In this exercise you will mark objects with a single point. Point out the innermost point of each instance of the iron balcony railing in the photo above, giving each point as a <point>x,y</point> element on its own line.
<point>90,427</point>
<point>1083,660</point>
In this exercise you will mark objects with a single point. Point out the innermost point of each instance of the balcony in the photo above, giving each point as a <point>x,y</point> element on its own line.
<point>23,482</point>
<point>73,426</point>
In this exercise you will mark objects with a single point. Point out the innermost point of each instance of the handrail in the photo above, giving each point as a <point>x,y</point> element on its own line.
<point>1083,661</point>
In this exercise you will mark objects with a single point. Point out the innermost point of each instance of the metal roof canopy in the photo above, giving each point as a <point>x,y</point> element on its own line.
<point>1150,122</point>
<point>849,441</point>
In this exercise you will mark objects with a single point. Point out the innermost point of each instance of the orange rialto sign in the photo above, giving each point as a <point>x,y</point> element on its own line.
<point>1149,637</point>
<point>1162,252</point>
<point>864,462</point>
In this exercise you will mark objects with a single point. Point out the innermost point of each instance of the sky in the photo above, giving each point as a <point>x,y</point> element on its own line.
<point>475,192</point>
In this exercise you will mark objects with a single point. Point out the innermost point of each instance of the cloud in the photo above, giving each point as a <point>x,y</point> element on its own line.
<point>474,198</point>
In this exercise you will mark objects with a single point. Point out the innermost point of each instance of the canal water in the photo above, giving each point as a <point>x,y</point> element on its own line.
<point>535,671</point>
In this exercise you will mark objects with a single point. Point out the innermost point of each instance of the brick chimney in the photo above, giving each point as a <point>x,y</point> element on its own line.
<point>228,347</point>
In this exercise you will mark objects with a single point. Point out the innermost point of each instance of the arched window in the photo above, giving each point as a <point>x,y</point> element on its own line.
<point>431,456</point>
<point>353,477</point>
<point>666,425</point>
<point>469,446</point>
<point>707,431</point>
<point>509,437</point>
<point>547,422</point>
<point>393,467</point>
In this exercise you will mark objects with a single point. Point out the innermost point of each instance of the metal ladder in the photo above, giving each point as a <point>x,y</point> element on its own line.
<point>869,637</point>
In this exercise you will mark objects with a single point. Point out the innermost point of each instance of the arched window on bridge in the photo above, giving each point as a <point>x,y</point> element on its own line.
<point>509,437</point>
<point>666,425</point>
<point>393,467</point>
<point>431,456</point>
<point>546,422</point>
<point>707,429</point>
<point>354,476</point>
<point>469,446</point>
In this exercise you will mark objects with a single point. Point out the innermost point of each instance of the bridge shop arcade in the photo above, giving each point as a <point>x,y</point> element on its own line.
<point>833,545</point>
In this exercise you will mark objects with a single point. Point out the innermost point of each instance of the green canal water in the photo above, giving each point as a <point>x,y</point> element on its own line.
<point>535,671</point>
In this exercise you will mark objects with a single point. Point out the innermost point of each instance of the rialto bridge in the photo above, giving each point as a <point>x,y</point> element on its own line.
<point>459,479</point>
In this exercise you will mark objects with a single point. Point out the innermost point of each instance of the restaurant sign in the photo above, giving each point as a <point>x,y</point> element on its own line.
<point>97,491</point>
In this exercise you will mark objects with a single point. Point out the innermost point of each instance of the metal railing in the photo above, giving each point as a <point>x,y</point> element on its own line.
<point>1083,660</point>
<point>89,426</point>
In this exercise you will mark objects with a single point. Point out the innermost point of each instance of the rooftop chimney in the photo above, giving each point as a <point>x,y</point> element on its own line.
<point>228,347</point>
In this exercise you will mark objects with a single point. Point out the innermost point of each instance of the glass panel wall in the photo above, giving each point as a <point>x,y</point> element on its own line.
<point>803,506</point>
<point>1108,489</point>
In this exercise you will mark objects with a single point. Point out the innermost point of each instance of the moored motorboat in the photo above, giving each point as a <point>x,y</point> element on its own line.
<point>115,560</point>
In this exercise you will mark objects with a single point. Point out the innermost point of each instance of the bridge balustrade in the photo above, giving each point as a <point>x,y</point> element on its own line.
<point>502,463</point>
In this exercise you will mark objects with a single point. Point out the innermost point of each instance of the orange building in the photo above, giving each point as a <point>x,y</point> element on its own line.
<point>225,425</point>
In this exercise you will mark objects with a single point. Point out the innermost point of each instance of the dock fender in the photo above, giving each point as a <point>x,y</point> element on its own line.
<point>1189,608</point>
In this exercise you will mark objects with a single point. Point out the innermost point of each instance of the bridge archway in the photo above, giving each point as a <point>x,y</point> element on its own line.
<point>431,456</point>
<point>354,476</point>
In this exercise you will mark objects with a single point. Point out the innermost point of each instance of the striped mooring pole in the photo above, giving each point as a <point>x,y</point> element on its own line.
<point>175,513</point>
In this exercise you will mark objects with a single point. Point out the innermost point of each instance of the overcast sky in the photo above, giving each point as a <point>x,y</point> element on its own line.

• **What you will do**
Extract each of the entries above and copy them in their original order, keeping every word and symbol unchanged.

• **Exercise answer**
In this exercise you will mark objects with a single point. Point out the innermost point of each instance of the iron balcony railing in the photo above, giving each point as a <point>x,y</point> element on its own line.
<point>90,427</point>
<point>1083,660</point>
In this exercise you will mark objects with a single point. Point out the innermost point of each instance of the balcony in the photo above, giving each point as a <point>x,y</point> element on its own line.
<point>23,482</point>
<point>73,426</point>
In this exercise you will mark objects with a single point. Point out the innermost point of each instance of the handrail in the photo above, giving each point as a <point>x,y</point> element on its own line.
<point>1083,661</point>
In this exercise you will mark objects with a single point. Point out the innermost point of each instance of the metal roof canopy in the photo above, giving each point as a <point>x,y</point> element on its own line.
<point>1150,122</point>
<point>849,441</point>
In this exercise you will mark objects with a single point. Point out the innermost point of each instance of the orange rialto sign in the photo above, giving each point as a <point>x,y</point> element on its own line.
<point>1149,637</point>
<point>1162,252</point>
<point>864,462</point>
In this exercise you will mark objects with a single point. Point out the innermost point of each instance of the sky in the photo above, giving each point as a <point>x,y</point> element on its own line.
<point>475,192</point>
In this exercise you will mark objects with a single point. Point out the innermost point of each instance of the cloud in the photo above, giving each point as a <point>x,y</point> element on its own line.
<point>474,198</point>
In this exercise you will mark objects with a single point. Point out the innermost point of each instance of the canal water in the photo above, giving each point as a <point>x,y</point> element on its own line.
<point>535,671</point>
In this exercise you will mark objects with a single point. Point out the innermost point of each instance of the brick chimney in the photo above, giving each point as a <point>x,y</point> element on its own line.
<point>228,347</point>
In this exercise you will mark objects with a single point. Point out the innermost point of each instance of the arched window in the photo above, giving each point as a <point>x,y</point> element on its own line.
<point>431,456</point>
<point>353,477</point>
<point>666,425</point>
<point>469,446</point>
<point>707,431</point>
<point>509,437</point>
<point>547,422</point>
<point>393,467</point>
In this exercise you will mark objects with a single point. Point out the innermost point of each instance of the metal ladder in the photo above, giving each point as a <point>x,y</point> element on its own line.
<point>869,637</point>
In this exercise you will mark objects with a single point. Point out the innermost point of each instance of the arched window on bridge in the photo above, giving each point as a <point>x,y</point> element on its own line.
<point>509,437</point>
<point>666,425</point>
<point>393,467</point>
<point>431,456</point>
<point>546,422</point>
<point>707,429</point>
<point>354,476</point>
<point>469,446</point>
In this exercise you will mark objects with a single point. Point out the innermost point of each instance of the bridge shop arcade in the photo above, giving each point as a <point>x,y</point> element on its own line.
<point>833,545</point>
In this exercise you will mark objects with a single point. Point out the innermost point of each instance of the green canal water in the photo above, giving each point as a <point>x,y</point> element on its own line.
<point>535,671</point>
In this exercise you will mark objects with a single point. Point out the innermost point of each instance of the rialto bridge in the photo above, giving each point as a <point>x,y</point> element on its own line.
<point>459,479</point>
In this exercise you will mark objects with a single point. Point out the innermost point of each instance of the restaurant sign in the photo above, giving each point as a <point>x,y</point> element on its own line.
<point>97,491</point>
In this exercise you will mark objects with a single point. Point out the innermost point of each instance of the metal railing in the photo above, giving each point as a <point>x,y</point> element on its own line.
<point>1083,660</point>
<point>89,426</point>
In this exercise you will mark objects with a single point. Point out the innermost point of each instance of the rooftop chimney in the photo above, giving each point as a <point>x,y</point> element on its own line.
<point>228,347</point>
In this exercise you will mark objects with a single point. Point out the innermost point of each instance of the glass panel wall in the photo above, giving each point as a <point>x,y</point> element on its own line.
<point>803,506</point>
<point>1108,489</point>
In this exercise you will mark objects with a single point. Point out the innermost point of each instance of the moored motorboat in the photo above, giving each point as a <point>x,y</point> element on its own line.
<point>115,560</point>
In this exercise you will mark objects with a single point. Point out the innermost point of each instance of the bridge balustrade in the photo above, giving each point as a <point>x,y</point> element on its own line.
<point>502,463</point>
In this exercise you will mark objects with a single point. Point out the innermost point of each instance of the orange building in the photo above, giving each point as a <point>x,y</point> element on its own line.
<point>225,425</point>
In this exercise you will mark objects with a single point. Point out the innermost point of each instance of the dock fender in the photo above, giving each point as a <point>x,y</point> element on its own line.
<point>1189,608</point>
In this exercise you will mark objects with a single point. Point out the innermost point of each instance of the bridge archway in the photo above, giving each point as a <point>x,y</point> element on its own line.
<point>431,456</point>
<point>354,476</point>
In this exercise you will mark objects with a single point. Point out the innermost point of each instance of the striped mooring pole in the photo above, giving each point as a <point>x,y</point> element on its own line.
<point>175,513</point>
In this exercise you will mark objects with a single point. Point out the innermost point of each instance of the overcast sky in the photo above, giving each point as a <point>x,y</point> element on its own line.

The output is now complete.